● **Challenges**
1. Write out the part of the savings forum thread that opens with the words containing "one bit of advise..." and closes with "burned this way...".
2. Answer these questions from the savings forum thread:
(a) How much money is held in the Credit Union, and at roughly what rate?
(b) What rate is inflation said to be pushing toward?
(c) Which company's employees are given as an example of people who got badly burned?
3. Can you carry on the savings forum thread from where it stops?

100K make it work harder?

R

rob523

Guest
Hi,

My present financial situation is that I've about 60K in the Credit Union
earning approx 3.5% I've another 40k in shares in the company I work for, they're all mine (no taxes owed on sale). I had planned to have a house by this stage but it didn't happen:( I'm now waiting to see how things will pan out with the housing market.. I can wait another year or two, no real pressure. Trouble is, now that inflation will be pushing 6% I hate the thoughts of my (very!) hard earned money devaluing relative to inflation.

I don't see much point in cashing in my shares and moving the lot to a higher earning on-line account. They don't offer much over my CU, especially when I don't have to pay DIRT on the dividend with my CU. I feel investing the lot in the stockmarket could be too big a chance to take
seeing as I've home-ownership in mind.

Just curious as to what other readers would do..

Thanks

Rob
 
I've another 40k in shares in the company I work for, they're all mine (no taxes owed on sale).



one bit of advise... if the company goes belly up you are in double trouble.. half you saving gone and no job.....lots of enron people got really badly burned this way...
 
How long did it take you to save up €100,000?:eek:
Don't think i'll ever get to that stage in this life!
Why not invest in property abroad?
 
purplealien said:
How long did it take you to save up €100,000?:eek:
Don't think i'll ever get to that stage in this life!
Why not invest in property abroad?

hi purplealien, I've been working 7years, with shift and overtime I normally double my basic wage. It's not for everyone but the more time you spend working the less time you spend blowing money. As for property abroad, I just don't know enough about it. Would probably get caught paying the 'irish price' on some unrentable dive in a country whose currency is about to go into freefall!

● **Material shown**

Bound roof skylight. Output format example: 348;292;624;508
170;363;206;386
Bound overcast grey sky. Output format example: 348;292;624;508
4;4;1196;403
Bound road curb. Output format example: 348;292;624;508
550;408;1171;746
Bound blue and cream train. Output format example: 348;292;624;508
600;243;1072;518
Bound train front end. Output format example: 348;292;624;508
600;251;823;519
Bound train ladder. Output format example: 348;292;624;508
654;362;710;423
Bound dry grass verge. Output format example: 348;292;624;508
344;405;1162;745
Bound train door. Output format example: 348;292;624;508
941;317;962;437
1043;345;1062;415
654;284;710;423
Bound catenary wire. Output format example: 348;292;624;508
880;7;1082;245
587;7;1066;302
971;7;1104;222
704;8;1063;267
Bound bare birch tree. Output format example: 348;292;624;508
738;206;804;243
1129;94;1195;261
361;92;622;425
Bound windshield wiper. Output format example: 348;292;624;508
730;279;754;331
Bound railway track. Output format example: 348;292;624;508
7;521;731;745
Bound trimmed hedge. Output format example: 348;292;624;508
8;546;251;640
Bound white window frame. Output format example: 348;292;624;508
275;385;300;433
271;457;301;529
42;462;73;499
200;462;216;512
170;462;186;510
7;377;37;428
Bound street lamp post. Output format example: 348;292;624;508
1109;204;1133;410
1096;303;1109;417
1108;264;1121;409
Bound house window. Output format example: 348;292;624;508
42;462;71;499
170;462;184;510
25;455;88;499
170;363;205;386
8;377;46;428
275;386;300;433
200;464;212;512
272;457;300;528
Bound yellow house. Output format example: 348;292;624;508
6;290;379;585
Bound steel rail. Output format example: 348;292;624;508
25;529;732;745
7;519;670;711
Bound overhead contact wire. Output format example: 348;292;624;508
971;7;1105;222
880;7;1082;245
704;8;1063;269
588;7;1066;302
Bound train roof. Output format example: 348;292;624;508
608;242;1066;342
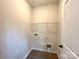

● **Responses by task**
1.
one bit of advise... if the company goes belly up you are in double trouble.. half you saving gone and no job.....lots of enron people got really badly burned this way...

2.
(a) About 60K, earning approximately 3.5%.
(b) 6%.
(c) Enron.

3.
oldtimer said:
How are you avoiding paying DIRT on your credit union account?

Hi oldtimer, As far as I know my CU dividend isn't subject to DIRT. Last month they paid 3.5% on the previous years savings so it'll prob be even higher next December. As my savings weren't regular, and 20k higher at the end of year, it's hard to calculate an exact figure of what dividend to expect, and wheather or not DIRT was deducted. I don't think it was and there was certainly no mention of it by the good people at my CU.


jhegarty said:
one bit of advise... if the company goes belly up you are in double trouble.. half you saving gone and no job.....lots of enron people got really badly burned this way...

Jheagarty, I have confidence in the companys future and stock price, as I'm sure did those guys in Enron!!! I know you're right, that figure would be closer to 60k only I've been pulling money over the past couple of years. If the stock price and currency exchange turn a little more favourable over the comming months I'll probably cash in further shares.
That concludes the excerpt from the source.